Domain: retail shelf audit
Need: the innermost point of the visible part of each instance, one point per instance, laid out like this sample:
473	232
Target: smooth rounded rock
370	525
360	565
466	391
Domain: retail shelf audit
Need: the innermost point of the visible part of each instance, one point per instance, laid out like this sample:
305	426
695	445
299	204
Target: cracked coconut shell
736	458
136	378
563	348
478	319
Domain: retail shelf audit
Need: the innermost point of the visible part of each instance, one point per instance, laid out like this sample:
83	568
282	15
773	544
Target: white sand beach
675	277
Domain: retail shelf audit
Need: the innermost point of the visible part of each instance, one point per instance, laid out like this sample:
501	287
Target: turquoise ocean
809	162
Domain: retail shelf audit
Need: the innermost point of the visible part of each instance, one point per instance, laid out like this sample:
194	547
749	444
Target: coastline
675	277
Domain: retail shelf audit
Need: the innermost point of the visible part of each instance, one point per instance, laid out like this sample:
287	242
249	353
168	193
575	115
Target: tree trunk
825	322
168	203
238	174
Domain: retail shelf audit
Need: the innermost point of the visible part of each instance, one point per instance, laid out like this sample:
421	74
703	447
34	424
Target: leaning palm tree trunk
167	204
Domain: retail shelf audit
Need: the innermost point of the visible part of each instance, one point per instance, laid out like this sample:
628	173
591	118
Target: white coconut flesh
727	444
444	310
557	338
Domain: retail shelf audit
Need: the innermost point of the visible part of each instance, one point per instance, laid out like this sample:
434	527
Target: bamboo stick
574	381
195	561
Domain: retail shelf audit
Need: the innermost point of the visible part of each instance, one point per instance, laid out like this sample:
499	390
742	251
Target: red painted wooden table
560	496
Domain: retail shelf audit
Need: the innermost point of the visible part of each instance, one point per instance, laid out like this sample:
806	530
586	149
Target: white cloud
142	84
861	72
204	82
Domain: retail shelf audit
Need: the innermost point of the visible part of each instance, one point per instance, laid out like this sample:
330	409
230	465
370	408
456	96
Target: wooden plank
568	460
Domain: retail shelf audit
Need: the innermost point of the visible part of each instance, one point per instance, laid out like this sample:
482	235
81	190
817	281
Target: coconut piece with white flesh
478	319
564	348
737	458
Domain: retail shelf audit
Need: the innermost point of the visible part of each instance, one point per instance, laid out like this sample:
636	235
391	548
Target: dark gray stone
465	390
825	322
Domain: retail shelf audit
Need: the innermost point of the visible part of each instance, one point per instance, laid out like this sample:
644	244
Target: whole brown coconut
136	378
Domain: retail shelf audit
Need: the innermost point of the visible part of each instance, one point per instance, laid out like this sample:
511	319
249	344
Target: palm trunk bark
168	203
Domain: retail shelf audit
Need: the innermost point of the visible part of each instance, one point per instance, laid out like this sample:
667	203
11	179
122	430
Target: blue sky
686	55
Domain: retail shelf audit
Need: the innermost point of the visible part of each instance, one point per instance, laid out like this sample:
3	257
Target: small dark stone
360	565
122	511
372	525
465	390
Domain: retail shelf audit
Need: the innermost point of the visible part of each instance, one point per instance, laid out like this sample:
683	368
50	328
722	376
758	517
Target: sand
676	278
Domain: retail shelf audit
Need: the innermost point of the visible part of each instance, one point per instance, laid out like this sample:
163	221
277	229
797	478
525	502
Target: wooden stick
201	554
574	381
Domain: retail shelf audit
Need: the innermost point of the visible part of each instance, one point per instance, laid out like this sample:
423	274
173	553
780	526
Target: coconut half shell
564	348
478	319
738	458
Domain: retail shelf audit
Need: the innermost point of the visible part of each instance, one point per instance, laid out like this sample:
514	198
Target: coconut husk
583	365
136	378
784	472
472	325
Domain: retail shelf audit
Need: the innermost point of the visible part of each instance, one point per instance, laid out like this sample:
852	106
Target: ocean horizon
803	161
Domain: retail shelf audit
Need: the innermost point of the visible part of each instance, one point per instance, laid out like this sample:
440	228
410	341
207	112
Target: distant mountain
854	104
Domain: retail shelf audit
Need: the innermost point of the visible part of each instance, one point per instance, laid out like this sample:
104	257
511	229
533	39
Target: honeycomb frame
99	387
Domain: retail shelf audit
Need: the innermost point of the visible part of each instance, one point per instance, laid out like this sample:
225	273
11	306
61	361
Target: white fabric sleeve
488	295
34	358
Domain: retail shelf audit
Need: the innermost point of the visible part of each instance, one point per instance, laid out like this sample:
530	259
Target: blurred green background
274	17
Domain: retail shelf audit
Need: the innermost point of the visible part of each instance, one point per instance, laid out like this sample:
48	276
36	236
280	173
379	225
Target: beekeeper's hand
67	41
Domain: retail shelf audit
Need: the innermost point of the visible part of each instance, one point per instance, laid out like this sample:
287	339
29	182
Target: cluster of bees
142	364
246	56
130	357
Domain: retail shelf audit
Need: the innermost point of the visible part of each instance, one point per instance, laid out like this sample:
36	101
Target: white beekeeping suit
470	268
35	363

_YOUR ASSIGNMENT_. Set down the records again without altering a word.

_PROBLEM SOLUTION_.
Domain: retail shelf audit
Need: the innermost point of the visible part of each instance, one point per instance, laid out like this sample:
473	232
Target: smooth rounded rock
370	525
360	565
466	391
Domain: retail shelf audit
Need: the innermost point of the visible part of each instance, one point per instance, laid out like this sample:
305	426
695	445
299	204
Target: cracked coconut shell
736	458
136	378
563	348
478	319
Domain: retail shelf audit
Need: the innermost point of the visible part of each instance, one point per instance, laid out like this sample:
83	568
282	15
773	544
Target: white sand beach
675	277
Domain: retail shelf audit
Need: the innermost point of the visible part of each instance, one point per instance, laid out like this sample:
501	287
Target: turquoise ocean
809	162
Domain: retail shelf audit
Need: the innermost point of the visible part of each instance, one point per instance, laid out like this sample:
194	547
749	444
Target: coastline
675	277
Domain: retail shelf audit
Need: the innermost point of the visible part of each instance, one point per instance, laid out like this sample:
287	242
249	353
168	193
575	115
Target: tree trunk
825	322
168	203
238	174
Domain: retail shelf audit
Need: the innermost point of the visible part of each instance, one point per instance, laid out like this sample:
421	74
703	447
34	424
Target: leaning palm tree trunk
167	204
Domain: retail shelf audit
Need: the innermost point of the visible part of each instance, one point per instance, laid out like this sample:
628	173
591	118
Target: white coconut flesh
727	444
444	310
557	338
Domain: retail shelf audit
Need: the innermost point of the visible part of each instance, one point per instance, laid out like this sample:
434	527
Target: bamboo stick
574	381
195	561
Domain: retail shelf audit
Need: the innermost point of the visible part of each instance, one point per instance, laid out like this sample:
499	390
742	251
Target: red painted wooden table
560	496
Domain: retail shelf audit
Need: the innermost point of the visible part of each instance, one point per instance, laid out like this sample:
806	530
586	149
Target: white cloud
142	84
861	72
204	82
Domain: retail shelf audit
Need: the innermost point of the visible part of each instance, one point per instance, laid out like this sample:
330	409
230	465
370	408
456	96
Target: wooden plank
568	460
Domain: retail shelf audit
Need: the innermost point of the visible part of each instance, one point per instance, laid out like this sample:
482	235
81	190
817	281
Target: coconut piece with white flesh
478	319
564	348
737	458
Domain: retail shelf audit
Need: the innermost point of the visible part of each instance, one point per instance, laid out like this sample:
636	235
391	548
Target: dark gray stone
465	390
825	322
Domain: retail shelf audit
Need: the innermost point of the visible part of each instance, one point per instance, laid out like this sample:
644	244
Target: whole brown coconut
136	378
Domain: retail shelf audit
Need: the innermost point of the visible part of each instance, one point per instance, laid out like this sample:
511	319
249	344
Target: palm trunk bark
168	203
Domain: retail shelf audit
Need: the innermost point of the visible part of each instance, one point per instance, laid out like this sample:
667	203
11	179
122	430
Target: blue sky
686	55
Domain: retail shelf audit
Need: the innermost point of the visible part of each instance, one point per instance, laid out like this sample:
3	257
Target: small dark stone
360	565
122	511
372	525
465	390
Domain: retail shelf audit
Need: the innermost point of the visible part of each instance, one point per instance, laid out like this sample:
683	368
50	328
722	376
758	517
Target: sand
676	278
Domain: retail shelf audit
Need: the innermost point of the visible part of each instance, one point per instance, laid out like this sample:
163	221
277	229
797	478
525	502
Target: wooden stick
201	554
574	381
Domain: retail shelf audit
Need: the innermost point of the visible part of each instance, one point per instance, laid out like this sample:
423	274
173	553
780	526
Target: coconut half shell
564	348
478	319
738	458
Domain: retail shelf audit
Need: the innermost point of the visible part of each instance, one point per instance, laid out like this sample:
514	198
Target: coconut husk
583	365
136	378
784	472
472	325
Domain: retail shelf audit
Need: the innermost point of the visible part of each instance, one point per instance, laid out like this sample:
852	106
Target: ocean horizon
803	161
Domain: retail shelf audit
Need: the innermost point of the visible part of each instance, one point per instance, laid out like this sample:
440	228
410	341
207	112
Target: distant mountain
854	104
Domain: retail shelf audit
Need: the innermost point of the visible part of each instance, one point per instance, laid out like this sample:
104	257
511	229
533	39
Target: honeycomb frame
99	387
Domain: retail shelf audit
Need: the innermost point of the visible part of each instance, one point per instance, laid out like this sample:
225	273
11	306
61	361
Target: white fabric sleeve
488	295
34	358
Domain: retail shelf audit
Need: the innermost point of the visible part of each instance, one point per instance, laid out like this sample:
530	259
Target: blurred green background
274	17
Domain: retail shelf audit
Need: the innermost point of the visible part of each instance, one point per instance, laid out like this sample:
48	276
36	236
280	173
379	225
Target: beekeeper's hand
67	41
Domain: retail shelf audit
Need: the innermost point of the visible part of each instance, one point per instance, laid out like this sample:
287	339
29	182
Target: cluster of bees
142	364
246	56
130	357
Domain: retail shelf audit
Need: the innermost point of the visible part of each instance, one point per instance, laid out like this sample:
36	101
Target: white beekeeping suit
470	268
35	363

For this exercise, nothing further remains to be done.